Supplied data:
== Segment start ==

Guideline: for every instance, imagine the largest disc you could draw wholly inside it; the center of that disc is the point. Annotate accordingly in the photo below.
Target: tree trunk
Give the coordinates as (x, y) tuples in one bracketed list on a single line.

== Segment end ==
== Segment start ==

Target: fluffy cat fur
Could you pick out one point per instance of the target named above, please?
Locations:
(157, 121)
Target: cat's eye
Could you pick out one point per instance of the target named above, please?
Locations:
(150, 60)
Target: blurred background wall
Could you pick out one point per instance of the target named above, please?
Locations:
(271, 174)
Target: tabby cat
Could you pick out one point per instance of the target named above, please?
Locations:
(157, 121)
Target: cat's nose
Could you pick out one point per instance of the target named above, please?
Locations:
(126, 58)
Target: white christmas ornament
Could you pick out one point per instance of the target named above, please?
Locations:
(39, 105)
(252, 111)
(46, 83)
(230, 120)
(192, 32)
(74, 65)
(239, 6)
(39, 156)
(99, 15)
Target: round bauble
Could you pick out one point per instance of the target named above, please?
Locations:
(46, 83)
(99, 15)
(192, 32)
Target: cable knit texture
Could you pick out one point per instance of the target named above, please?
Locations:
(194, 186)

== Segment end ==

Where the line holding "Guideline: for every" appears in the listing above, start reproducing exactly, and end with the line holding "Give the coordinates".

Task response:
Guideline: for every instance, imagine the largest disc you could draw wholly inside it; the center of that disc is the point. Annotate accordingly in the photo below.
Target: tree trunk
Give the coordinates as (x, y) tuples in one bracketed list on a single line.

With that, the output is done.